> Excerpted text:
****************

Mr. Russell Kerr (Feltham and Heston)

It will be the Labour Weekly.

Mr. Thorne

My hon. Friend the Member for Feltham and Heston (Mr. Russell Kerr) says it will be the Labour Weekly. Quite possibly. It seems to me that our attitude towards a newspaper depends upon the sort of material it presents to the public. If it disseminates material which is critical of the establishment or of the values that seem to buttress our society, then it is regarded as open to question. I am trying to keep to the point.

Mr. Deputy Speaker

Order. I realise the hon. Member is trying, but he is not succeeding.

Mr. Thorne

I will try harder, Mr. Deputy Speaker.

The essence of my objection to the motion is that we should not adjourn on 23rd May but should stay in session in order to consider items of the utmost importance. I claim that discrimination against a national newspaper at a time when we are trying to provide the maximum information to the public on such a crucial issue is something we cannot tolerate.

The Parliamentary Secretary to the Privy Council Office (Mr. William Price)

As Minister responsible for the information service, may I answer that point? This is a subject of interest to me as an ex-journalist. The difficulty with the Morning Star is not to do with its political view. The problem is that it will not give us its circulation figures upon which to judge the effectiveness or otherwise of its advertising. I can assure my hon. Friend that no newspaper, Left, Right or centre, receives any Government advertising unless it provides circulation figures.

****************

> Extracted entries:
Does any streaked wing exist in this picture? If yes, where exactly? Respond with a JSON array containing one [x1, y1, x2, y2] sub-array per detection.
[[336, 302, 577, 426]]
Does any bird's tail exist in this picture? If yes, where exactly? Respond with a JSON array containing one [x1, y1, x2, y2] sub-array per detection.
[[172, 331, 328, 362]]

****************

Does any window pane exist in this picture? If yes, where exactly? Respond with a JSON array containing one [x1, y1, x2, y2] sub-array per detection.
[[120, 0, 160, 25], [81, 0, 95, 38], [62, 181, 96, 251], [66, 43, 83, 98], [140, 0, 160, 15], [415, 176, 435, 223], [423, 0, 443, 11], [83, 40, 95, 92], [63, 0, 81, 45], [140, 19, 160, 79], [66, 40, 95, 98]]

****************

> Work to do:
**a)** In the debate excerpt, what does Mr. William Price say the Morning Star will not give?
**b)** Write out the part of the debate excerpt that opens with the words containing "The Parliamentary Secretary" and closes with "provides circulation figures.".
The data can be set aside.

> Responses per task:
**a)** Its circulation figures.

**b)**
The Parliamentary Secretary to the Privy Council Office (Mr. William Price)

As Minister responsible for the information service, may I answer that point? This is a subject of interest to me as an ex-journalist. The difficulty with the Morning Star is not to do with its political view. The problem is that it will not give us its circulation figures upon which to judge the effectiveness or otherwise of its advertising. I can assure my hon. Friend that no newspaper, Left, Right or centre, receives any Government advertising unless it provides circulation figures.